[Start of Attachment]
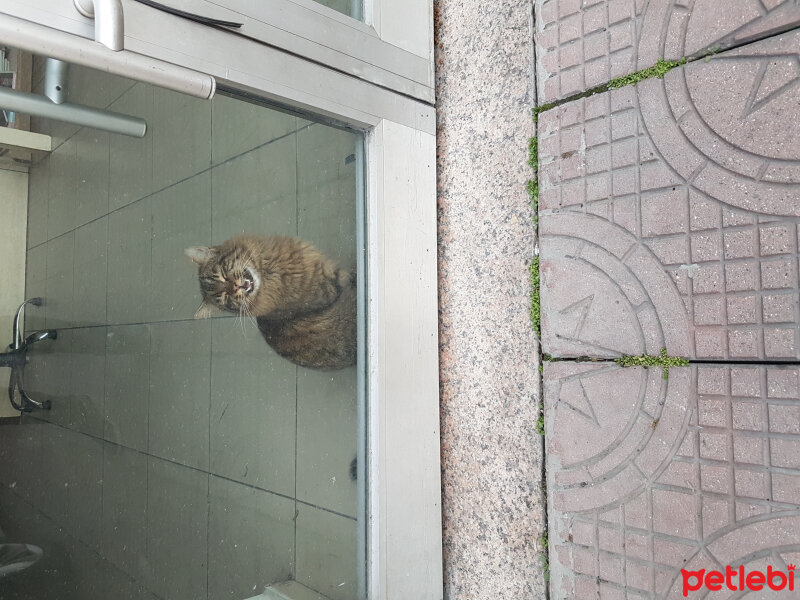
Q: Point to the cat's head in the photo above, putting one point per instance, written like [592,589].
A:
[228,279]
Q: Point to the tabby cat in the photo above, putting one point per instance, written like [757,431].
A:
[303,303]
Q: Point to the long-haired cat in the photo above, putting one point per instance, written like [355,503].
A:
[303,303]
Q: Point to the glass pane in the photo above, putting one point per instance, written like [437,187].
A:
[351,8]
[183,457]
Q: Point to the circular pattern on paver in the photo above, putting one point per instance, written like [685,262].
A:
[604,293]
[766,541]
[719,123]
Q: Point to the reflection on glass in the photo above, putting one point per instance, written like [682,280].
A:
[190,458]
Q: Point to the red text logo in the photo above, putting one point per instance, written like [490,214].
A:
[737,579]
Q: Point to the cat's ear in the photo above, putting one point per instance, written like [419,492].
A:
[205,310]
[199,254]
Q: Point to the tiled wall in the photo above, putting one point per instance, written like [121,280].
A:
[182,458]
[End of Attachment]
- [EXERCISE INSTRUCTIONS] Locate the word "glass" in the records and collect each line it appears in.

- [WORKED SOLUTION]
Q: Point to the glass pane in the photo above, putting one point per instance, written like [437,187].
Q: Point to the reflection on glass in the photo above, putting one point per instance, written like [682,280].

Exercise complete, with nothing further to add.